→ TEXT PASSAGE

--- START ---

Date of Award

5-2019

Document Type

Thesis

College

College of Arts and Sciences

Degree Program

Biology

Degree Name

Master of Science

Thesis Advisor

William Rogers

Committee Member

Janice Chism

Committee Member

Laura Glasscock

Keywords

Biology, Behavioral ecology, Oxytocin and behavior, Hormones and behavior, Zoology, Ethology

Abstract

The mechanisms for monogamy have evolved several times throughout history across various taxa in accordance with selective pressures. In vertebrates, monogamy is facilitated by the formation and the maintenance of social pair-bonds between mates. Social pair-bonds are a form of selective attachment that require complex neurobiological pathways in order to develop and continue. These neurobiological pathways are often regulated by neuroendocrine mechanisms, such as the release of the two neuroendocrine nonapeptides, oxytocin and arginine vasopressin, in specific parts of the brain or body. These neuroendocrine peptides play a big role in social and sexual behaviors. In prairie voles (Microtus ochrogaster) they influence affiliation toward mates and aggression toward conspecifics. Although, oxytocin can affect such physiological processes in the body as parturition and heart rate, as well as social behaviors such as affiliation, matedefense, and social recognition, these effects are largely species-specific. In prairie voles, oxytocin primarily affects female social behaviors but not those of males’. In other species, however, that is not necessarily the case. For example, in zebra finches (Taeniopygia guttata) and convict cichlids (Amatitlania nigrofasciata) exogenous oxytocin agonists or antagonists appear to influence social pair-bond formations in both males and females. Agonists tend to promote social pair-bonds while antagonist delay or prevent social pair-bonds. I, therefore, hypothesized that endogenous oxytocin levels in monogamous convict cichlids would increase as a social pair-bond develops and would decrease after the paired mates are separated.

--- END ---

→ INFORMATION PROVIDED
--- START ---

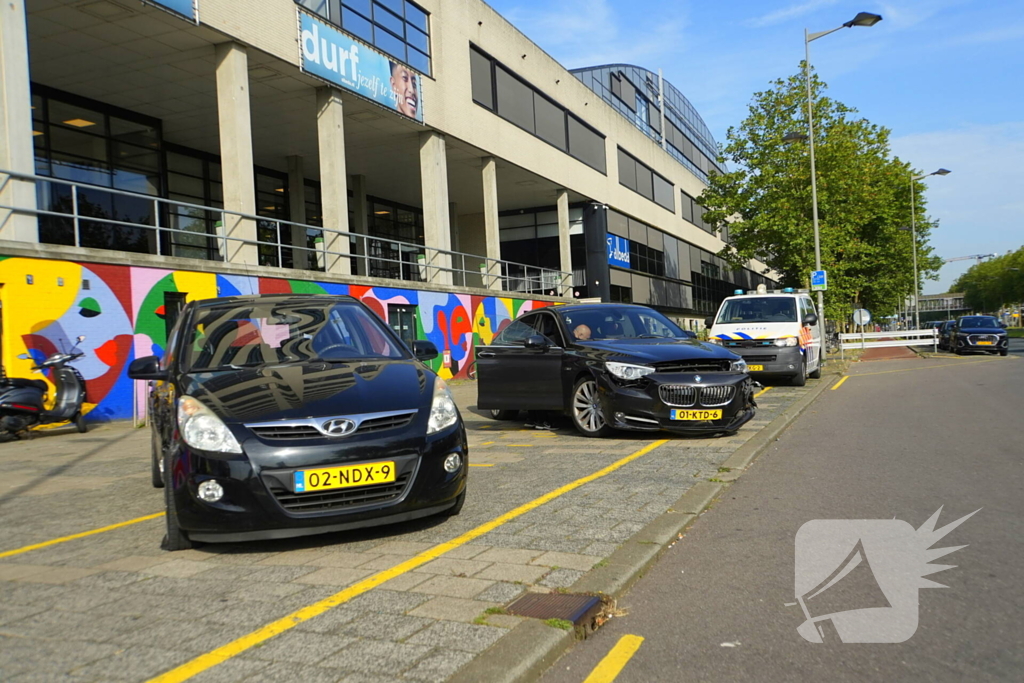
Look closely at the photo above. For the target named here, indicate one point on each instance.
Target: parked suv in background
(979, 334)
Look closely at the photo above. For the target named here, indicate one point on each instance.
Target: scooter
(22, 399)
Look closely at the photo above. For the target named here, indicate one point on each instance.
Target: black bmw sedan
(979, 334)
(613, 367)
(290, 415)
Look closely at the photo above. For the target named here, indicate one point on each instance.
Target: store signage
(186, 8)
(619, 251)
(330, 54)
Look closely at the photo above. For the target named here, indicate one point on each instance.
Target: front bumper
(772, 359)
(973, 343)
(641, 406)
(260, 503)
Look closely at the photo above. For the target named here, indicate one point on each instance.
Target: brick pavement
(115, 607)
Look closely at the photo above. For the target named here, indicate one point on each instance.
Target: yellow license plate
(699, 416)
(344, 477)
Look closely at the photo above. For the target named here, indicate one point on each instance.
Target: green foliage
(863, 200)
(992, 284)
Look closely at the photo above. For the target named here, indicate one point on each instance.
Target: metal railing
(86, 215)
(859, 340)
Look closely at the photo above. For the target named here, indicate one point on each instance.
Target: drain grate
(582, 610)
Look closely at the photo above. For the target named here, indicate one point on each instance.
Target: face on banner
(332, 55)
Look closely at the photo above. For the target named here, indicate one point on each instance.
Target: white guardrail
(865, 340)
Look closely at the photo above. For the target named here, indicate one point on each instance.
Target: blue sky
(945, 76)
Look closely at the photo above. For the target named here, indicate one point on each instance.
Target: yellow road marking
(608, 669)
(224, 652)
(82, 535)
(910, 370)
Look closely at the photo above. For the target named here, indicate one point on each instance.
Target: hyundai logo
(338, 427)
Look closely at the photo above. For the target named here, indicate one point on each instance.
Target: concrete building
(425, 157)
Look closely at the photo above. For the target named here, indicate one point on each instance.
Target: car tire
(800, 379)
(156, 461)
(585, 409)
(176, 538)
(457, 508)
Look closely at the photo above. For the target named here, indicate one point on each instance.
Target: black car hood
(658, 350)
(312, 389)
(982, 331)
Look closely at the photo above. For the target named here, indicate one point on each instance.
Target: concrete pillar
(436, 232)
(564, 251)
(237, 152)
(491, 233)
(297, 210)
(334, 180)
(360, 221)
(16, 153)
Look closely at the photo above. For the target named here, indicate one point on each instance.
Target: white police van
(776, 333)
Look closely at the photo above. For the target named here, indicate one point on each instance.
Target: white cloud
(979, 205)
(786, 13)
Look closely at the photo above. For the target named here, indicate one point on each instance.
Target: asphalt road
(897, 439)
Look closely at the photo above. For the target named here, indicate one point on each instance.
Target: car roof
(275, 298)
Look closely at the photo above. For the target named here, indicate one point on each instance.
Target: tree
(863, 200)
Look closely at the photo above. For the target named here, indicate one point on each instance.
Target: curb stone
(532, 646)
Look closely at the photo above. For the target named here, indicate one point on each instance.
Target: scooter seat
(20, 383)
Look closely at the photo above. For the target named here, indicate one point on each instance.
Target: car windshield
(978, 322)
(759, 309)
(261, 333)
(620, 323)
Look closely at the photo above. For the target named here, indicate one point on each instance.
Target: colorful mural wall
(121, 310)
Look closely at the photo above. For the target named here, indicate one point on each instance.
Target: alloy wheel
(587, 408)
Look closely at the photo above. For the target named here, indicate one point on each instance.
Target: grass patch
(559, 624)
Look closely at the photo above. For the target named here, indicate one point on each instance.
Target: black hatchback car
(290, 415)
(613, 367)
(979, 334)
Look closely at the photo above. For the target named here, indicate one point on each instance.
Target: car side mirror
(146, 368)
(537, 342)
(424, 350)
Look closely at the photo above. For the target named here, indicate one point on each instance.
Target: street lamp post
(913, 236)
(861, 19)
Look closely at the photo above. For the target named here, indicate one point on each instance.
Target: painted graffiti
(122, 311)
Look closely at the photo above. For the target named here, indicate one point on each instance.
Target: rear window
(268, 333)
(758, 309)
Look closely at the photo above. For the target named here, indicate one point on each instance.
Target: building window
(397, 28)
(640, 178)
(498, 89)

--- END ---

→ WORK INSTRUCTION
In the thesis record, which animal does the abstract name alongside zebra finches as one where oxytocin agonists or antagonists influence pair-bond formation in both males and females?

→ RESPONSE AREA
Convict cichlids (Amatitlania nigrofasciata)